**Set task**
Locate the line that contains "the gray cloud", then copy it and all later lines of the data below exactly, through the last one.

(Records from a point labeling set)

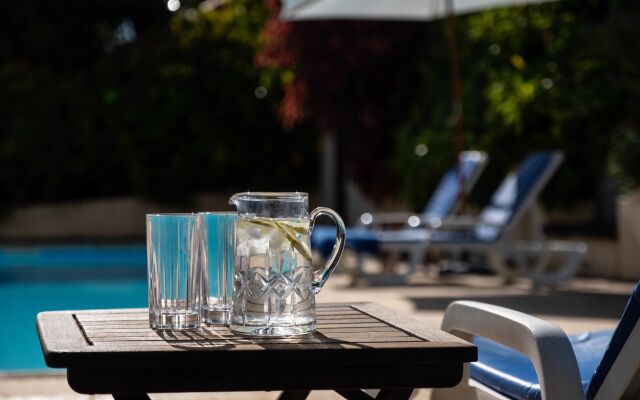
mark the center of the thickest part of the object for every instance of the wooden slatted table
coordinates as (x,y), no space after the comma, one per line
(356,346)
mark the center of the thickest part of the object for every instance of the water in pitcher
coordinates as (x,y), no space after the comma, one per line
(272,277)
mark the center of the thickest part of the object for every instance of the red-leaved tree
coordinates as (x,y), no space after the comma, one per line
(353,78)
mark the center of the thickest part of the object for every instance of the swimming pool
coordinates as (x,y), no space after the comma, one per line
(44,278)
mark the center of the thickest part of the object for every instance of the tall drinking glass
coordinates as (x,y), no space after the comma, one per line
(217,237)
(174,276)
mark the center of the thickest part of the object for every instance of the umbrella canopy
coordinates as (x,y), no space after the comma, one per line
(418,10)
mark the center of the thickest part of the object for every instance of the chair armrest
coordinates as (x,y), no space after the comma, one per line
(546,344)
(459,222)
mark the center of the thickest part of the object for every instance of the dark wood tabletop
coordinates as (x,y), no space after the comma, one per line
(356,346)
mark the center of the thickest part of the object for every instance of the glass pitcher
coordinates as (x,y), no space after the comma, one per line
(274,284)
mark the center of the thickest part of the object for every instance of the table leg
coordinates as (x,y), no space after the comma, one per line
(384,394)
(354,394)
(131,396)
(294,395)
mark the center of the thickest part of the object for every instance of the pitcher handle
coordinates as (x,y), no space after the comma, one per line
(332,262)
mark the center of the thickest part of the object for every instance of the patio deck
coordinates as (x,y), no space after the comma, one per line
(586,304)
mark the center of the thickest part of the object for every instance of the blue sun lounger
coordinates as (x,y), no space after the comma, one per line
(494,232)
(525,358)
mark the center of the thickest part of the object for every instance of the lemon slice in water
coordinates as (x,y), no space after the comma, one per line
(290,230)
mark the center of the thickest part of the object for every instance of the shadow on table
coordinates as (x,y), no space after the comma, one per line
(567,303)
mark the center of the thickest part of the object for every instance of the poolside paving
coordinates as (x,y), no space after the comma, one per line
(584,304)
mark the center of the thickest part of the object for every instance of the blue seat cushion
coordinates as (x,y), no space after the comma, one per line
(323,238)
(512,374)
(369,241)
(630,318)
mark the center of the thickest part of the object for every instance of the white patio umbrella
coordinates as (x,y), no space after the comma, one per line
(404,10)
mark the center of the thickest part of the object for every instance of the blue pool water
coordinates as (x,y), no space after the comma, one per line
(35,279)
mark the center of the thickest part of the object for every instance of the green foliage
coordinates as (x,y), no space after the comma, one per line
(88,109)
(535,77)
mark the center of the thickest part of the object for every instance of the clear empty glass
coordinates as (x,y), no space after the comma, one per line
(174,276)
(217,236)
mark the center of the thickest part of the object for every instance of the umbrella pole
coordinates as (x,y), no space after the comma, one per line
(456,94)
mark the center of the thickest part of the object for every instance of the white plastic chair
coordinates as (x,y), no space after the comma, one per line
(594,365)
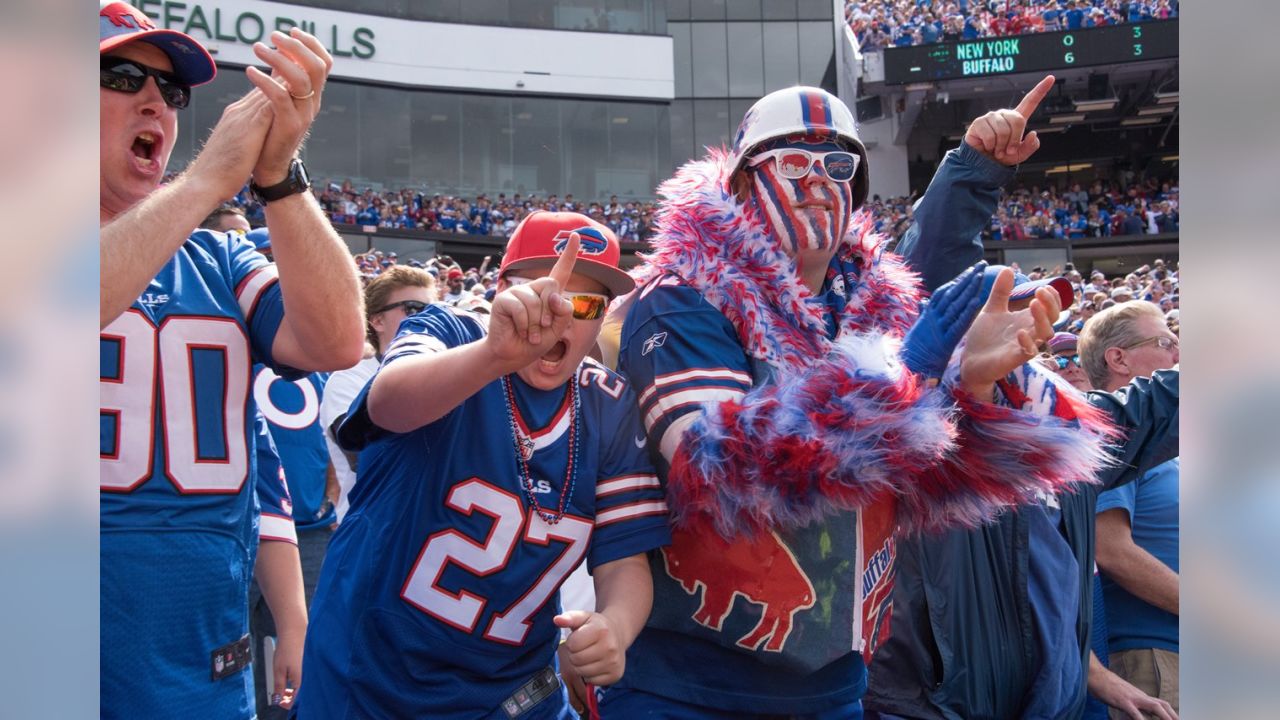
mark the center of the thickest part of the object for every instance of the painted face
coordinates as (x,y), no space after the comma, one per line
(807,214)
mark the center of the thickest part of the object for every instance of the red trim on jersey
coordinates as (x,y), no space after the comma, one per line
(151,410)
(551,425)
(248,391)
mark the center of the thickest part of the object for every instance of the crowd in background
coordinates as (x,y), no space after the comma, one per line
(1100,209)
(417,209)
(899,23)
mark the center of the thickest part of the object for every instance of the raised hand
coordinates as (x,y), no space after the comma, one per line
(999,133)
(595,652)
(300,65)
(233,146)
(999,341)
(528,319)
(937,332)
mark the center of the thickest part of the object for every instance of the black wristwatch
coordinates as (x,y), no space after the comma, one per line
(293,183)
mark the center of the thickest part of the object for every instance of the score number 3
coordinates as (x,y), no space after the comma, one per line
(462,610)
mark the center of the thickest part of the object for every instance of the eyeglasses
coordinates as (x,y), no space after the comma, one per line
(127,76)
(1162,342)
(411,306)
(586,305)
(795,163)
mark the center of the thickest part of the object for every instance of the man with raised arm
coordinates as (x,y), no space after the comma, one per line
(184,314)
(494,458)
(785,376)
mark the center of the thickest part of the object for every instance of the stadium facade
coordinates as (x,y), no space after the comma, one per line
(531,96)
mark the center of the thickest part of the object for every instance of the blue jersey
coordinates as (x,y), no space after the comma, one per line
(439,587)
(754,624)
(273,501)
(292,411)
(177,479)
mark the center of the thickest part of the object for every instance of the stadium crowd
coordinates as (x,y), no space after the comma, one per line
(805,397)
(900,23)
(1101,209)
(414,209)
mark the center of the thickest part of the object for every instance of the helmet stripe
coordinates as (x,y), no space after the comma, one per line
(817,112)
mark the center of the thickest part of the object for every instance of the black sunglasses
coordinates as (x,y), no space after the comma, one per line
(411,306)
(127,76)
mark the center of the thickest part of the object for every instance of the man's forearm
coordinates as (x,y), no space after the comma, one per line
(624,593)
(1132,568)
(416,391)
(135,245)
(944,238)
(279,575)
(324,320)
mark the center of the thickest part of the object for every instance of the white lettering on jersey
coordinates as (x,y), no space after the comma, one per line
(654,342)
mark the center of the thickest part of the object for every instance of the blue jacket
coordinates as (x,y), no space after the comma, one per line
(974,634)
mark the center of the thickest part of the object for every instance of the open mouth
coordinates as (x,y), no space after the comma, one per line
(556,354)
(145,147)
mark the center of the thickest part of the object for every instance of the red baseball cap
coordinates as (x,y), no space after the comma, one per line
(542,236)
(119,23)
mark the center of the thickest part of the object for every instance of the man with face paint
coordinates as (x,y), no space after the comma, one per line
(795,438)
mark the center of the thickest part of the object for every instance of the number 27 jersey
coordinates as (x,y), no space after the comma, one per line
(439,587)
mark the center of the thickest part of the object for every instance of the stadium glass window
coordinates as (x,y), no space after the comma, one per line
(435,128)
(711,60)
(813,9)
(684,54)
(781,55)
(707,9)
(817,46)
(745,59)
(744,10)
(780,10)
(682,133)
(384,114)
(536,149)
(711,124)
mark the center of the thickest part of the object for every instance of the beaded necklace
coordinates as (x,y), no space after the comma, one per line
(525,451)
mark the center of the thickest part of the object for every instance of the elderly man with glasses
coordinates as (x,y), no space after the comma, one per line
(1138,523)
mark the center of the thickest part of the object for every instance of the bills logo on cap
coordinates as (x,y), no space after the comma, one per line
(590,240)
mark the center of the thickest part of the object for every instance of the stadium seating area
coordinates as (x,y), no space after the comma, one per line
(897,23)
(1101,209)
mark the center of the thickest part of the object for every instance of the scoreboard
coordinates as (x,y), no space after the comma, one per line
(1032,53)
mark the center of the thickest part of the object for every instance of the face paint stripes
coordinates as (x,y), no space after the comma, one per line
(801,228)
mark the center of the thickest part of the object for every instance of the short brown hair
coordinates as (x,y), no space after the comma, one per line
(1112,327)
(388,282)
(214,222)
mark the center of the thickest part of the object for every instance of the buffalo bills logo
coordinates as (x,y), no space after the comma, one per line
(593,242)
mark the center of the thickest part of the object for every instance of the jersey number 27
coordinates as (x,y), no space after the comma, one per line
(464,610)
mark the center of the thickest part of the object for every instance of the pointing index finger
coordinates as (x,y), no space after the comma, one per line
(1027,108)
(565,264)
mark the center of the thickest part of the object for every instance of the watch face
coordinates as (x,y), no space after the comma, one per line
(300,172)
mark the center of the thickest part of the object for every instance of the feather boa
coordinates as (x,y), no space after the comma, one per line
(821,440)
(1041,436)
(842,423)
(721,247)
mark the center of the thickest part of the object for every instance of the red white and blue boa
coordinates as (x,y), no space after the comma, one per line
(842,423)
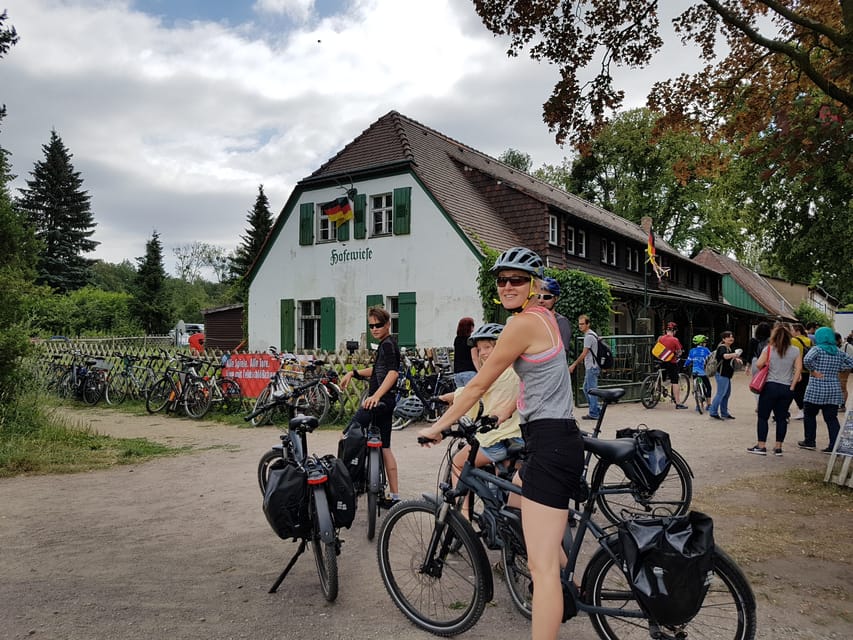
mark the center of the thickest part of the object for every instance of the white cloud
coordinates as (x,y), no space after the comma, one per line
(173,127)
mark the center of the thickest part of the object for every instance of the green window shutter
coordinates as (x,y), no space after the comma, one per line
(408,302)
(327,324)
(288,325)
(343,232)
(402,211)
(359,231)
(373,300)
(306,223)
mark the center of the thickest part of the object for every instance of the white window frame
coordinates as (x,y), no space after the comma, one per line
(381,215)
(326,229)
(309,324)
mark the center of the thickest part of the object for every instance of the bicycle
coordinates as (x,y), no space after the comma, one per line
(293,450)
(436,570)
(655,387)
(183,388)
(699,394)
(417,392)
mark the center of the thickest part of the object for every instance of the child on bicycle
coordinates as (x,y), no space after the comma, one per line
(696,357)
(499,400)
(382,378)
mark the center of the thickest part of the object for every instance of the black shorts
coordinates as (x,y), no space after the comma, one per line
(383,418)
(554,464)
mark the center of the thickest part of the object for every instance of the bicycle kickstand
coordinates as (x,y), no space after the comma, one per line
(289,566)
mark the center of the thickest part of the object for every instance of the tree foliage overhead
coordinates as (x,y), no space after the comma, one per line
(58,209)
(777,49)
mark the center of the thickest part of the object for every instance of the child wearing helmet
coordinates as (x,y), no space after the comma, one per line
(696,361)
(499,400)
(531,344)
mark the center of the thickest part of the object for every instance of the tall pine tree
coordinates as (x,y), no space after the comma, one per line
(151,302)
(260,223)
(58,209)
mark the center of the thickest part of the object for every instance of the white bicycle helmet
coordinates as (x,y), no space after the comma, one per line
(522,259)
(409,408)
(489,331)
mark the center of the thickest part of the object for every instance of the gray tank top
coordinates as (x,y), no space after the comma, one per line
(545,381)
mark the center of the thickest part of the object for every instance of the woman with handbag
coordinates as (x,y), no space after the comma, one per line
(779,368)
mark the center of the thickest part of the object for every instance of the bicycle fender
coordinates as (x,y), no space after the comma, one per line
(326,529)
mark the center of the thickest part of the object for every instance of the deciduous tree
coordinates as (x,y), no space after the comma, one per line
(58,209)
(776,49)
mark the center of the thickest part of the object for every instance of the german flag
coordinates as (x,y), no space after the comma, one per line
(338,211)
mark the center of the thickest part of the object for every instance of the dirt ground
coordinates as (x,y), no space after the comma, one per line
(179,548)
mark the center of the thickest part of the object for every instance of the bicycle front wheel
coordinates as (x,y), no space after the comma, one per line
(160,394)
(443,593)
(728,612)
(621,499)
(650,392)
(325,555)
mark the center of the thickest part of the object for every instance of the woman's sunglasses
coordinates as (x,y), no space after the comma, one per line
(515,281)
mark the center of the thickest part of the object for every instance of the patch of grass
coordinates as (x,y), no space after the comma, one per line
(33,441)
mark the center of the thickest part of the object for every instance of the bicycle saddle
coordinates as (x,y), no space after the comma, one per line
(610,450)
(304,424)
(608,395)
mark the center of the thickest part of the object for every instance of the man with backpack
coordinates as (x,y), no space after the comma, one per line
(591,368)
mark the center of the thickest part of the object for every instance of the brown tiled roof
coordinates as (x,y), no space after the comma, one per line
(455,175)
(756,286)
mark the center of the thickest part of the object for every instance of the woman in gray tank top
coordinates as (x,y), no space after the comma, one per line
(531,344)
(786,364)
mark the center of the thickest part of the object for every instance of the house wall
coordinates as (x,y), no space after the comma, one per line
(432,261)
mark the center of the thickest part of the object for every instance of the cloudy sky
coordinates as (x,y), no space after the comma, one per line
(176,110)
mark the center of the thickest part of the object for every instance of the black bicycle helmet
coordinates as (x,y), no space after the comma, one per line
(521,259)
(489,331)
(409,408)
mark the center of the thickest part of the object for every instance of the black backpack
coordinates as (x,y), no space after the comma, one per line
(668,562)
(352,451)
(652,457)
(286,502)
(603,355)
(339,491)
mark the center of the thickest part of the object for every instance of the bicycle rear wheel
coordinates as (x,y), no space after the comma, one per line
(728,612)
(232,396)
(650,392)
(445,593)
(625,500)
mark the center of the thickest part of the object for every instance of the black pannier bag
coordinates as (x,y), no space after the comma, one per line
(652,460)
(669,563)
(286,502)
(352,449)
(340,491)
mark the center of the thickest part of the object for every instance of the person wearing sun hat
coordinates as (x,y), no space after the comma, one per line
(823,393)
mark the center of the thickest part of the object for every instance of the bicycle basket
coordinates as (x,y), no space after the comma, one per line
(652,457)
(286,502)
(669,564)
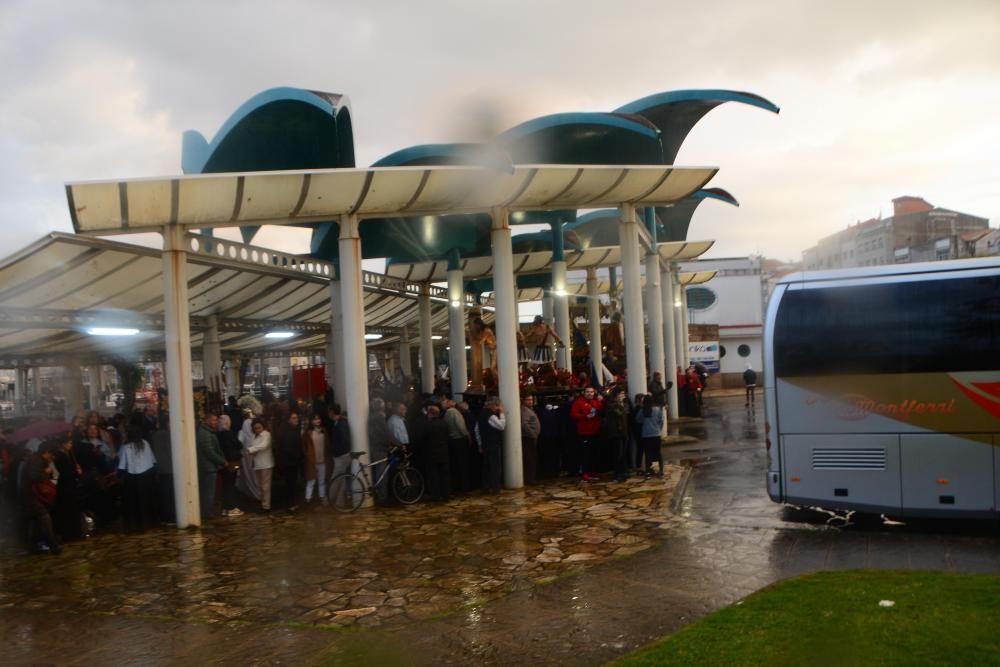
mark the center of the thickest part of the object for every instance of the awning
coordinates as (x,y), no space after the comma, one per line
(62,285)
(539,262)
(604,286)
(287,197)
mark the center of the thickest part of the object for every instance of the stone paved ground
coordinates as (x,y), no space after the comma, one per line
(373,568)
(461,602)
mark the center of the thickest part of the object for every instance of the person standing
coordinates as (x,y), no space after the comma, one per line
(380,439)
(397,425)
(616,424)
(66,512)
(39,494)
(136,462)
(658,390)
(750,382)
(436,455)
(232,451)
(210,462)
(164,472)
(531,428)
(340,439)
(586,415)
(263,462)
(458,447)
(293,461)
(650,420)
(490,435)
(315,447)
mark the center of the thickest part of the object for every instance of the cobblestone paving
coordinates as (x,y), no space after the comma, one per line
(379,567)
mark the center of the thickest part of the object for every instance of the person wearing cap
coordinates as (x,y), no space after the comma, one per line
(586,413)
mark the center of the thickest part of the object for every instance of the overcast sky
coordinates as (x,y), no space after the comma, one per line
(878,98)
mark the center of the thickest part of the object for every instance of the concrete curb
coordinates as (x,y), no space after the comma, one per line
(681,490)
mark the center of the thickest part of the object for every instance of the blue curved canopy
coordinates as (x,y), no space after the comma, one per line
(675,220)
(583,138)
(542,241)
(278,129)
(405,240)
(676,112)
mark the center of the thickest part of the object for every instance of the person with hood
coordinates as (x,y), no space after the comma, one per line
(750,382)
(650,420)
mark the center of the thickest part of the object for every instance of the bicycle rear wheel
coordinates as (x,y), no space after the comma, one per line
(408,486)
(347,491)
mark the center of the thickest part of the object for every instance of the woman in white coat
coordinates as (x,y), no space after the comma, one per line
(263,461)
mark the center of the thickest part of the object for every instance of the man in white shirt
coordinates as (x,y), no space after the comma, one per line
(397,425)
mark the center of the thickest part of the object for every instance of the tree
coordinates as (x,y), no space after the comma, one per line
(132,376)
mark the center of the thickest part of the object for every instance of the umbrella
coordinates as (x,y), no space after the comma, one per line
(40,429)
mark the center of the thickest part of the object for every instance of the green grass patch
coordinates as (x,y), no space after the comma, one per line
(834,618)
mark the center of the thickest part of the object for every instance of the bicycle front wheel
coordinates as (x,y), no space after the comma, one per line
(408,486)
(347,491)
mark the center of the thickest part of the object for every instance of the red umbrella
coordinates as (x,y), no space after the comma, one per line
(40,429)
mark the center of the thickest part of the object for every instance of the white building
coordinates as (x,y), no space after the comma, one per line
(734,301)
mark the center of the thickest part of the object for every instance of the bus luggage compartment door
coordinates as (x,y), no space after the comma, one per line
(847,470)
(945,473)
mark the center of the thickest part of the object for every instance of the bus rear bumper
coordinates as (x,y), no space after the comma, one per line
(774,486)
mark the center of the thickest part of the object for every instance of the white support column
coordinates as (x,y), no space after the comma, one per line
(510,394)
(654,317)
(72,389)
(456,334)
(211,356)
(635,351)
(678,320)
(426,342)
(564,356)
(669,344)
(594,324)
(176,334)
(20,382)
(547,307)
(405,363)
(354,396)
(334,370)
(685,329)
(233,377)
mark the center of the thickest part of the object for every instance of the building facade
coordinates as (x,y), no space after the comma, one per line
(916,232)
(734,301)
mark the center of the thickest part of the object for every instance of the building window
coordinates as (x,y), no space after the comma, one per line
(701,298)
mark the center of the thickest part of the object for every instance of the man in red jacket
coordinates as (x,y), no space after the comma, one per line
(586,413)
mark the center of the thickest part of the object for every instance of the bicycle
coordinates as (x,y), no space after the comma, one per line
(348,490)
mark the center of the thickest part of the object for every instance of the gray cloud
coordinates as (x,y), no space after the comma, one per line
(878,98)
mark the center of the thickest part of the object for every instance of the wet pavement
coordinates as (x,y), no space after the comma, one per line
(558,574)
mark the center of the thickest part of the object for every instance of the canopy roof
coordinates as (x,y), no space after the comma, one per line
(604,286)
(62,285)
(541,261)
(286,197)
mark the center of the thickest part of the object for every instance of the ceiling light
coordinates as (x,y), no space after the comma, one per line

**Expected answer**
mark the center of the thickest part of the object for every instance of the gray cloud
coordinates as (x,y), no space after the comma, one per line
(878,98)
mark the center of the thickest part of the object for every instance of the wet pavement
coordinates as (x,y), no space after the comma, one per line
(558,574)
mark the center of the thickest part of the object for every instance of the canopy roof
coordinates as (x,y), no space after the comma, one per line
(604,286)
(62,285)
(541,261)
(286,197)
mark the center of the thickest part of the object for every instance of the ceiling light
coordinates as (x,y), no space after the comma, one per line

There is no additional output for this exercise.